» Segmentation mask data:
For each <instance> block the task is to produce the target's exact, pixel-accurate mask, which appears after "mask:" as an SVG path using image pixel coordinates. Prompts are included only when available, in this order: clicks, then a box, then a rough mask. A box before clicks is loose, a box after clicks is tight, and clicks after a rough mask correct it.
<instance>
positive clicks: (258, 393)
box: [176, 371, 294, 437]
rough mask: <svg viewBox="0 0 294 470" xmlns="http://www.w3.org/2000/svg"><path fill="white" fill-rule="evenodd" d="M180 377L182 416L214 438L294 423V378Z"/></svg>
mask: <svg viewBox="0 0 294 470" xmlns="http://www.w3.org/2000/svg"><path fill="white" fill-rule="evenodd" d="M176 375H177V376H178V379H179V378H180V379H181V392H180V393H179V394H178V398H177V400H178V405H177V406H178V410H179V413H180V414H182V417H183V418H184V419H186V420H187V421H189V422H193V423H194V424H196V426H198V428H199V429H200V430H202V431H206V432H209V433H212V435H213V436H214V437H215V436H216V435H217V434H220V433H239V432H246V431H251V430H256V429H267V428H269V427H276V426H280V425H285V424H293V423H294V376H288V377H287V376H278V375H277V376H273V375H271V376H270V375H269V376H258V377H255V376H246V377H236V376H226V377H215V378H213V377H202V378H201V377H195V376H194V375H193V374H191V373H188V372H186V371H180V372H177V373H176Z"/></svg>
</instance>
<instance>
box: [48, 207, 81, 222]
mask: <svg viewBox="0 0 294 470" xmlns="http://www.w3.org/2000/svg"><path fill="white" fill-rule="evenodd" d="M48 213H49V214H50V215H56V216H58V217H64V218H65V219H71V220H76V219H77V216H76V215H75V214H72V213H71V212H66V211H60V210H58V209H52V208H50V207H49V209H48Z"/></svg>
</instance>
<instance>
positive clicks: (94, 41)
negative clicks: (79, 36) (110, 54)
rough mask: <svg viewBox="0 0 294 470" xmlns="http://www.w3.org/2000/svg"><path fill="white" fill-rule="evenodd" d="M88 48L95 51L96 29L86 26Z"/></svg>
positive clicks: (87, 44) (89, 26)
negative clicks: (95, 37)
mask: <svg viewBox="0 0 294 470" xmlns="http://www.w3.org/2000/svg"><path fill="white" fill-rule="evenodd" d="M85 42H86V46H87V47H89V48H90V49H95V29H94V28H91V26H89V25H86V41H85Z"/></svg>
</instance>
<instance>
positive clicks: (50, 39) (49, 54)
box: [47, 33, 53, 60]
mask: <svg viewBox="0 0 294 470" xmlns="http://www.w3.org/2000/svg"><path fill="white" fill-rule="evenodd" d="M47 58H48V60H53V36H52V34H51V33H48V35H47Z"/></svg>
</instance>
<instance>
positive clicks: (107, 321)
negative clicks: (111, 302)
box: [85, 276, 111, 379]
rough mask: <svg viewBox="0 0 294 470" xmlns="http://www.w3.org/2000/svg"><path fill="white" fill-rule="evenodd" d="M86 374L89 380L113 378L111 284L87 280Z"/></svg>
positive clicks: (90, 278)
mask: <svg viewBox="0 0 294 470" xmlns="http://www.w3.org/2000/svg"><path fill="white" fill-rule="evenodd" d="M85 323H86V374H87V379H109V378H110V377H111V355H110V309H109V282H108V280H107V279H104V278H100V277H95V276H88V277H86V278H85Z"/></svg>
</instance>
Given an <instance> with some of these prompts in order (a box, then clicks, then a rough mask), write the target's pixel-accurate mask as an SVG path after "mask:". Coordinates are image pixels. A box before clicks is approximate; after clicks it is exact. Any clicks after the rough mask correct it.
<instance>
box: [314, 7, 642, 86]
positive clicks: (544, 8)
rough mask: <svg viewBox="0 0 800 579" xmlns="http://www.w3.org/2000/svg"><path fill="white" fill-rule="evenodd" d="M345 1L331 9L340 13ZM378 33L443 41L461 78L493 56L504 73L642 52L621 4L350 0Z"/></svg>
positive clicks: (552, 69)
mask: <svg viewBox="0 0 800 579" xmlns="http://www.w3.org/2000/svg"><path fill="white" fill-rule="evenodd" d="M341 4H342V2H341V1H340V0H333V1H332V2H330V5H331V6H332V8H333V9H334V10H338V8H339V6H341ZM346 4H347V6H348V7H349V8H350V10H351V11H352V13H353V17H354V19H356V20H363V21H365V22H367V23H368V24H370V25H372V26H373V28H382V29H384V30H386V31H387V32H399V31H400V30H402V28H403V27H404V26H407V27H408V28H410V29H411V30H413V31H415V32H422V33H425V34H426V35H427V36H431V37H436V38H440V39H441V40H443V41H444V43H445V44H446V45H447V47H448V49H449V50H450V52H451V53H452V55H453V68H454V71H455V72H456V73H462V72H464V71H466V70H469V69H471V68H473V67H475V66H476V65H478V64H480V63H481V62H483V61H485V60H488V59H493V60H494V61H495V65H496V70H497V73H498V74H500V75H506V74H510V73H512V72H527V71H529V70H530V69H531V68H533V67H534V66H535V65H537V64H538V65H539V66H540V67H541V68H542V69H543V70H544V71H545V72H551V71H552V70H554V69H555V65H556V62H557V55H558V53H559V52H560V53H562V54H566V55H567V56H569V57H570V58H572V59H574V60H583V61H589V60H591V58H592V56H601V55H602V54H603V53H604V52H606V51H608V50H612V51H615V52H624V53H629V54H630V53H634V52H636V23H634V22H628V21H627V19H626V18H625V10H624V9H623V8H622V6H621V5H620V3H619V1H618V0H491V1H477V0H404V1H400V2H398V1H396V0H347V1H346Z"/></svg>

» Work to complete: Exactly as they appear above, write out all of the lines.

» Solution to this problem:
For each <instance> block the task is to produce the target's exact, pixel-accurate mask, which appears after "mask:" as an SVG path using image pixel coordinates. Prompts are included only when available, in this order: clicks, then a box, then a rough mask. A box before clicks is loose, a box after clicks is tight, and clicks after a rough mask correct it.
<instance>
positive clicks: (258, 393)
box: [176, 371, 294, 437]
rough mask: <svg viewBox="0 0 294 470" xmlns="http://www.w3.org/2000/svg"><path fill="white" fill-rule="evenodd" d="M180 377L182 416L214 438L294 423V378Z"/></svg>
mask: <svg viewBox="0 0 294 470" xmlns="http://www.w3.org/2000/svg"><path fill="white" fill-rule="evenodd" d="M176 375H177V376H178V379H179V378H180V379H181V392H180V393H179V394H178V398H177V400H178V405H177V406H178V410H179V413H180V414H182V417H183V418H184V419H186V420H187V421H189V422H193V423H194V424H196V426H198V428H199V429H200V430H202V431H206V432H209V433H212V435H213V436H214V437H215V436H216V435H217V434H220V433H239V432H246V431H251V430H256V429H267V428H269V427H276V426H280V425H285V424H293V423H294V376H288V377H287V376H278V375H277V376H273V375H271V376H270V375H269V376H258V377H255V376H246V377H236V376H226V377H215V378H213V377H202V378H201V377H195V376H194V375H193V374H191V373H188V372H186V371H180V372H177V373H176Z"/></svg>
</instance>
<instance>
box: [48, 207, 81, 222]
mask: <svg viewBox="0 0 294 470" xmlns="http://www.w3.org/2000/svg"><path fill="white" fill-rule="evenodd" d="M48 213H49V214H50V215H56V216H58V217H64V218H65V219H71V220H76V219H77V216H76V215H75V214H72V213H71V212H66V211H60V210H58V209H52V208H50V207H49V209H48Z"/></svg>
</instance>
<instance>
positive clicks: (94, 41)
negative clicks: (79, 36) (110, 54)
rough mask: <svg viewBox="0 0 294 470" xmlns="http://www.w3.org/2000/svg"><path fill="white" fill-rule="evenodd" d="M88 48L95 51L96 29L86 26Z"/></svg>
positive clicks: (87, 44) (89, 26)
negative clicks: (95, 37)
mask: <svg viewBox="0 0 294 470" xmlns="http://www.w3.org/2000/svg"><path fill="white" fill-rule="evenodd" d="M85 42H86V46H87V47H89V48H90V49H95V29H94V28H91V26H89V25H86V41H85Z"/></svg>
</instance>
<instance>
positive clicks: (50, 39) (49, 54)
box: [47, 33, 53, 60]
mask: <svg viewBox="0 0 294 470" xmlns="http://www.w3.org/2000/svg"><path fill="white" fill-rule="evenodd" d="M47 58H48V60H53V36H52V34H51V33H48V35H47Z"/></svg>
</instance>
<instance>
positive clicks: (107, 321)
negative clicks: (111, 302)
box: [85, 276, 111, 379]
rough mask: <svg viewBox="0 0 294 470" xmlns="http://www.w3.org/2000/svg"><path fill="white" fill-rule="evenodd" d="M86 374L89 380L113 378L111 284L87 280Z"/></svg>
positive clicks: (90, 278)
mask: <svg viewBox="0 0 294 470" xmlns="http://www.w3.org/2000/svg"><path fill="white" fill-rule="evenodd" d="M85 323H86V374H87V379H109V378H110V377H111V355H110V309H109V282H108V280H107V279H104V278H100V277H95V276H88V277H86V278H85Z"/></svg>
</instance>
Given an <instance> with some of these prompts in order (a box, then clicks, then a rough mask), write the target's pixel-accurate mask as an SVG path after "mask:". Coordinates are image pixels. A box before clicks is approximate; after clicks it is exact. Any clicks after the rough mask correct it.
<instance>
box: [314, 7, 642, 86]
positive clicks: (544, 8)
rough mask: <svg viewBox="0 0 800 579" xmlns="http://www.w3.org/2000/svg"><path fill="white" fill-rule="evenodd" d="M345 1L331 9L340 13ZM378 33L443 41L461 78L493 56L504 73L642 52L621 4L350 0Z"/></svg>
positive clicks: (552, 69)
mask: <svg viewBox="0 0 800 579" xmlns="http://www.w3.org/2000/svg"><path fill="white" fill-rule="evenodd" d="M341 4H342V2H341V1H340V0H333V1H332V2H330V5H331V6H332V8H333V9H334V10H338V8H339V6H341ZM346 4H347V6H348V7H349V8H350V10H351V11H352V13H353V17H354V19H356V20H363V21H365V22H367V23H368V24H370V25H372V26H373V28H382V29H384V30H386V31H387V32H399V31H400V30H402V28H403V27H404V26H407V27H408V28H410V29H411V30H413V31H415V32H422V33H425V34H426V35H427V36H431V37H436V38H440V39H441V40H443V41H444V43H445V44H446V45H447V47H448V49H449V50H450V52H451V53H452V55H453V68H454V71H455V72H456V73H462V72H464V71H466V70H469V69H471V68H473V67H475V66H476V65H478V64H480V63H481V62H483V61H485V60H488V59H493V60H494V61H495V65H496V70H497V73H498V74H500V75H506V74H510V73H512V72H527V71H529V70H530V69H531V68H533V67H534V66H535V65H537V64H538V65H539V66H540V67H541V68H542V69H543V70H544V71H545V72H551V71H552V70H554V69H555V65H556V62H557V55H558V53H559V52H560V53H562V54H566V55H567V56H569V57H570V58H572V59H574V60H583V61H589V60H591V58H592V56H601V55H602V54H603V53H604V52H606V51H608V50H612V51H615V52H624V53H629V54H630V53H634V52H636V23H634V22H628V21H627V19H626V18H625V10H624V9H623V8H622V6H621V5H620V3H619V1H618V0H491V1H477V0H404V1H400V2H398V1H396V0H347V1H346Z"/></svg>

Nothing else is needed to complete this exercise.